• THE PROBLEM
Continue the excerpt on the 1975 Lüneburg Heath forest fire, picking up after its last sentence.

Forest fire in Germany

The fire on the Lüneburg Heath was a major forest fire in 1975 on the southern part of the Lüneburg Heath in west Germany, with various points of origin near Gifhorn, Eschede and Meinersen. To this day, it is the largest known forest fire in the Federal Republic of Germany.

== Causes ==
The fire was aided by a long period of drought with hot summer weather and dried-out coniferous forests. Additionally, there was a lot of storm-damaged wood left in the wake of Hurricane Quimburga on 13 November 1972 that had not been cleared. The sources of the fire could only be reached with difficulty by the fire services over the unmetalled forest and heath tracks. Assisted by the monoculture of the area with its uniform stands of pines, the fire was able to spread rapidly and developed into a giant forest fire in parts of the districts of Gifhorn and Celle.

The actual cause of the fire was only clarified in a few cases. At one place it was reckoned that the fire was started by sparks from the railway, in other places by carelessness or arson.

== Chronology of the disaster ==
On 8 August 1975 a heath fire near the village of Stüde on the Südheide got out of control. The fire quickly spread and jumped across the Elbe Lateral Canal. In addition to the forest and bog fires between Stüde and Neudorf-Platendorf further fires broke out in the next few days in the districts of Gifhorn and Celle in the area of the Südheide Nature Park, which were only extinguished with difficulty. Plumes of smoke rose up to four kilometres high above the heath.

• Dataset records
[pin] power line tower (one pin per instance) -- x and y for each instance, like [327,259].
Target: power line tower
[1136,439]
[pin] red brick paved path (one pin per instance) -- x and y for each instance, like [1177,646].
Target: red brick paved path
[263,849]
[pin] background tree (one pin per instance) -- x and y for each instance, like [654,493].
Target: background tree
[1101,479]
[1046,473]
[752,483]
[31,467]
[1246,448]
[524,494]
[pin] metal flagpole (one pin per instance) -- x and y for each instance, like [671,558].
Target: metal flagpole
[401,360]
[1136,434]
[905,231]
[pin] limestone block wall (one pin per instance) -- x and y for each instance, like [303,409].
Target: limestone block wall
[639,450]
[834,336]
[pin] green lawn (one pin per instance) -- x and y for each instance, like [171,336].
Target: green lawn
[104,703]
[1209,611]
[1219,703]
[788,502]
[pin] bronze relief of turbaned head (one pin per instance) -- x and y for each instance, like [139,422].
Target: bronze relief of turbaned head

• REPLY
- On the first day of the fire, the 8 August, a fire engine near Neudorf-Platendorf was rolled by the rolling barrage (Feuerwalze), two firemen sustaining serious burns. On the same day the Gifhorn district fire chief died of heart failure during a callout.
- One of the sources of the fire in Celle district originated on 9 August 1975 at 12:50 hours from a fire in the Unterlüß/Schmarbeck area.
- On 10 August at 12:30 hours between Eschede and Oldendorf near the village of Queloh (Eschede municipality) a forest fire was reported. The fire quickly spread through the pine monocultures.
- On 10 August a new forest blaze started near Meinersen which spread towards the village. After the fire was halted shortly before the village, the wind suddenly veered and blew the 20 m flames in a new direction. As a result, a water tender of the Volunteer Fire Service was cut off. Five firefighters from Fallersleben and Hohenhameln died in the wall of fire.
- On 10 August the Lüneburg Regierungspräsident declared a state of emergency.
- On 12 August 1975 at 11:55 another large fire broke out near Gorleben (Lüchow-Dannenberg), that destroyed 2000 ha of forest and farmland by 22:00 hours. This fire was put out by the end of the day, however.
- On 17 August 1975 all the fires were finally extinguished. The fire disaster had been in the news and on radio and television across Germany for a week.
- On 18 August 1975 the disaster warning was ended.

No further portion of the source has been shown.